TRECHO SELECIONADO ::
Salienta-se que os policiais também são vítimas dessa política de Estado, nessa guerra contra a “criminalidade” e às drogas, as vítimas e os vitimizados são os mesmos, em outras palavras: gente pobre matando gente pobre para assegurar-se os interesses do Estado e do Mercado.
A (in)segurança pública é um projeto de poder, no qual o Estado atua fortemente nas regiões precarizadas, neste jogo permanente de se “fazer guerra” contra a população pobre e negra, vende-se o discurso da pacificação. As operações mortíferas da polícia na sociedade pós-abolição (formal) da escravidão, se atualizam nos dias atuais na definição da população negra, pobre e periférica, sobretudo masculino, enquanto “inimigo da ordem”, ademais, o esquecimento dos períodos autoritários e violentos do Estado brasileiro, resultam-se na naturalização e normalização do extermínio dessas populações.[1]
Esses legados históricos: escravidão, Brasil colonial, ditaduras militares, retratam o atual contexto da sociedade brasileira, no qual verifica-se o imobilismo social frente ao cenário de intensificação da violência estatal desigual. O ano de 2020, a partir da pandemia do Covid-19, as favelas, comunidades e periferias no Brasil, para além dos inúmeros problemas sociais: desemprego, falta de saneamento básico, educação, acesso à saúde, e o “novo” problema mortal o Covid-19.
No entanto, os moradores/as das favelas também tiveram que enfrentar o desafio de sobreviver ao aumento das incursões letais da polícia brasileira. Esse crescimento da letalidade policial em tempos de pandemia e de isolamento social, reverberam que essa atuação não se trata apenas de um erro de procedimento, ou ainda de efeitos colaterais em razão do aumento da criminalidade.

TAREFA SOLICITADA :: Devolva, sem nenhuma alteração, a parte do texto sobre a violência policial que vai de "No entanto, os" até "aumento da criminalidade.", incluindo esses dois pontos.

OS DADOS ::
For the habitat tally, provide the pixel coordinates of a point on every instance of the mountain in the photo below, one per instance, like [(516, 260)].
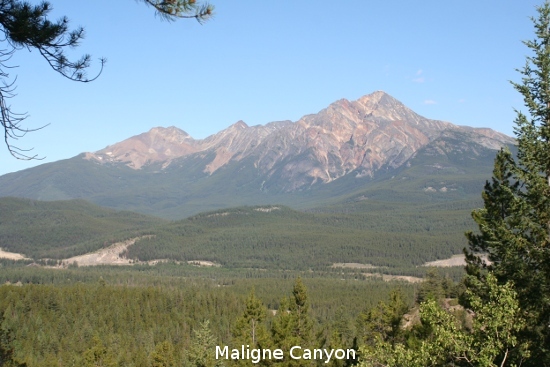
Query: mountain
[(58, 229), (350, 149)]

RESPOSTA DA TAREFA ::
No entanto, os moradores/as das favelas também tiveram que enfrentar o desafio de sobreviver ao aumento das incursões letais da polícia brasileira. Esse crescimento da letalidade policial em tempos de pandemia e de isolamento social, reverberam que essa atuação não se trata apenas de um erro de procedimento, ou ainda de efeitos colaterais em razão do aumento da criminalidade.